**CHALLENGES**
1) Answer these from the memoir passage about Madeleine L'Engle, one line each:
(a) Which state was the man she had been corresponding with for many years from?
(b) Who cooked the dinners brought to her apartment?
(c) What was the name of her old farmhouse in Connecticut?
2) In the memoir passage about Madeleine L'Engle, retype the text between "When Russell and" and "a famous writer.", inclusive.
3) Write what comes next in the memoir passage about Madeleine L'Engle, picking up after its final sentence.

**SOURCE EXCERPT**
★ ★ ★ ★ ★ ★ ★

Then it turned out that I was single again and lonely, and she had been corresponding for many years with a man from Georgia who was also newly single and through the most complicated twists of fate, we met in New York and fell in love. We fell in love so fast that we though we’d better keep it from her, so at a dinner party at her house, we stayed on opposite sides of the room. The next morning she called up and said in her deep contralto voice, “I think you and Russell will be very happy together.” One could not keep much from her if anything! She told others she wanted to make sure he was “worthy” of me!
When Russell and I married, she gave me away. There were church choirboys whispering above, and later I was told they were saying, “That tall lady is Madeleine L’Engle!”
Her apartment was less than a mile from mine, so my husband would cook dinner and bring it to her and we’d eat and talk about everything in the world. A few times we went to visit her in her cottage in Connecticut which she had built across from her old farmhouse Crosswicks, and I walked down the road she had walked when she could not find a publisher for Wrinkle in Time and went into the store she had owned with her husband Hugh, and attended the church where she had led the choir before she became a famous writer.
When she began to be sick and more incapacitated by her bad hips and knees, my husband and I would wheel her over in her wheel chair to one of her two favorite restaurants where sometimes, between courses, someone would creep over and ask for her autograph. We drank wine and were very happy. We told silly, wise, deep stories. And in all this I knew God was among us. He was at the table with us.

★ ★ ★ ★ ★ ★ ★

**DATA SUPPLIED**
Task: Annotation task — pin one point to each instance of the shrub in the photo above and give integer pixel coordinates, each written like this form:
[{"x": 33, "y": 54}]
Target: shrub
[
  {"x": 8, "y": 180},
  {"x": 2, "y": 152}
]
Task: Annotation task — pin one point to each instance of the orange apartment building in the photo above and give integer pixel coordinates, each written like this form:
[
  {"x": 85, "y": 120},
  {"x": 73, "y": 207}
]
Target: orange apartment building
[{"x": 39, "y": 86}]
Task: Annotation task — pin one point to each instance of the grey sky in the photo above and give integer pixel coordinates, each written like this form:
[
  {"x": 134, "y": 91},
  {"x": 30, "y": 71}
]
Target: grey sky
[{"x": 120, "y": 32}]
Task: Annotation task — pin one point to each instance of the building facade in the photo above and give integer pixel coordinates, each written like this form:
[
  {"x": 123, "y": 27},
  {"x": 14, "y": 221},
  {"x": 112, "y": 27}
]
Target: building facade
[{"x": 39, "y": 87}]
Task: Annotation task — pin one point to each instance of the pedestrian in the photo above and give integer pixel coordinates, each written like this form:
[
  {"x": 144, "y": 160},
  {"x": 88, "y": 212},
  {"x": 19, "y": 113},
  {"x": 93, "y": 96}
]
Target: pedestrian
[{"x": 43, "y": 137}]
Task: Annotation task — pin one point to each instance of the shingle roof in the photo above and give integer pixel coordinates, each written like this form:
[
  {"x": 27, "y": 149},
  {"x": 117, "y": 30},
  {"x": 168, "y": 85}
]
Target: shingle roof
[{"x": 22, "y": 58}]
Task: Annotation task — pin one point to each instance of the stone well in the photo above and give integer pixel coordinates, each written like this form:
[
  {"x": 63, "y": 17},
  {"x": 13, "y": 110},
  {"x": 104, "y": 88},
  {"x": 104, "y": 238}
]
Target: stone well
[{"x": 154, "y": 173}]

★ ★ ★ ★ ★ ★ ★

**TASK ANSWERS**
1)
(a) Georgia
(b) The narrator's husband
(c) Crosswicks

2)
When Russell and I married, she gave me away. There were church choirboys whispering above, and later I was told they were saying, “That tall lady is Madeleine L’Engle!”
Her apartment was less than a mile from mine, so my husband would cook dinner and bring it to her and we’d eat and talk about everything in the world. A few times we went to visit her in her cottage in Connecticut which she had built across from her old farmhouse Crosswicks, and I walked down the road she had walked when she could not find a publisher for Wrinkle in Time and went into the store she had owned with her husband Hugh, and attended the church where she had led the choir before she became a famous writer.

3)
This is part of my very individual story of knowing Madeleine L’Engle. Madeleine knew thousands of people and played a deep part in so many careers and love stories. She was five feet ten and her capacity for love was boundless. I really do believe she was a bodhisattva, an enlightened being sent to earth. When I first knew her I thought I’d want to be just like her, but I do not have that gift. There was only one of her ever and those who knew her were blessed.
Once I called her up in the midst of a writing crisis and finally I said, “Madeleine, perhaps I interrupted you! What were you doing when I called?” And she said, “Oh I was just writing…” I often think of that and wonder what sentence of what great work was interrupted for me?
I miss her and will always love her. I knew what I had in knowing her was precious while I had it and now that she has gone on, I know its worth more. I wish with all my heart I could run up the mile to her apartment overlooking the Hudson and talk about everything again and go away feeling truly loved, as she always made me feel…truly loved.